═══ Document ═══

The study of literary systems has no canon yet. There is nowhere to turn to find a listing of the literary forms that service certain systems. But the impulse to name and order the latent forms is present in many fields, and there are several authors who have put forth a group of literary forms as a part of their theories.

Spencer Ladd gave a lecture at RISD, where he spoke about the rhetorical devices of the image. He named a group of forms, mostly taken from traditional literature, that also have strong effects in the visual realm. They are:
Simile, Allegory, Hyperbole, Metaphor, Paradox, Paralipsis, Syllepsis, Metonomy, Meiosis.
In Image—Music—Text, Roland Barthes outlines a method for the "structural analysis of narratives." He's searching for a deductive theory, a general model that he can apply to narratives to diverse types. His original outline includes what would seem to be several literary forms, employed by Barthes for their specific roles in the construction of narrative meaning. Among them are:
Cardinal Functions (or Nuclei), Indices (pointers to meaning), Catalyzers (functions that merely serve to fill space between nuclei), and Informants (immediately understandable information).

═══ Data section ═══

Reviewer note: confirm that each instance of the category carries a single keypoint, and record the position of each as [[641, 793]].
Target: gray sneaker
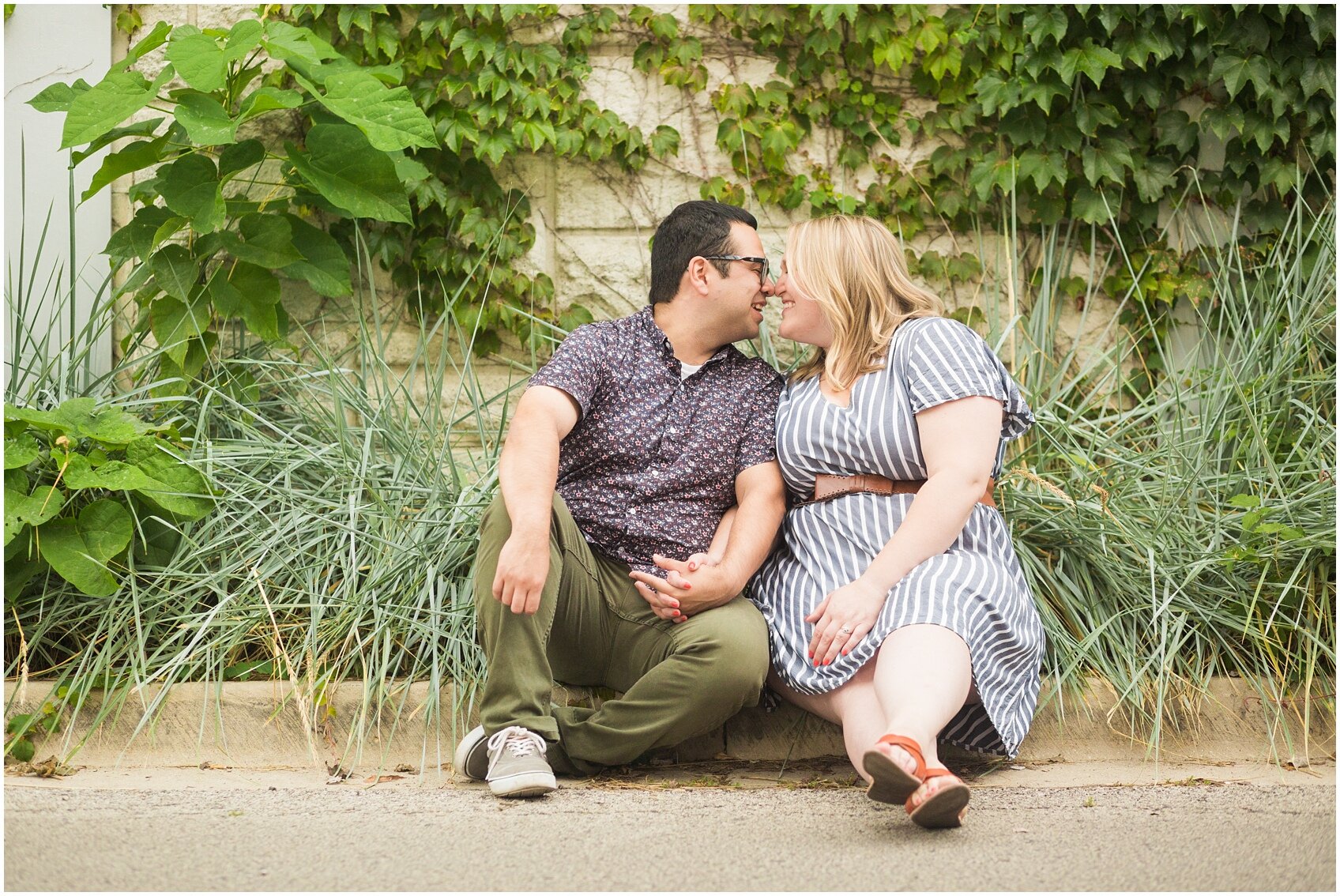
[[472, 755], [518, 766]]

═══

> [Description of the task] Please carry on the passage on literary forms from the point where it stops. The listing has nothing to do with the passage on literary forms.

> [Exercise answer]
More traditional literary forms for novels come in the standard middle-school variety: Metaphor, Apostrophe, Hyperbole, Metonymy, Personification, Synecdoche, Innuendo, Irony, and so on.

In the discipline of Computer Science, one of the most lasting and influential texts is an encyclopedia of literary forms for programmers. It's commonly called the "Gang of Four" after it's four authors, but Design Patterns: Elements of Reusable Object-Oriented Software includes:
Abstract Factory, Builder, Prototype, Singleton, Bridge, Composite, Decorator, Facade, Proxy, Interpreter, Iterator, Memento, Observer, Visitor, and more.
Each of these forms is a common idiom, developed through extensive experience with developing object-oriented software, that helps to express the solution to a frequent problem. These are the cliches, if you will, of modern programming.

Every one of the above forms is an aid in particular situations, to convey certain complex meanings to the reader, through patterns which have been handed down and copied.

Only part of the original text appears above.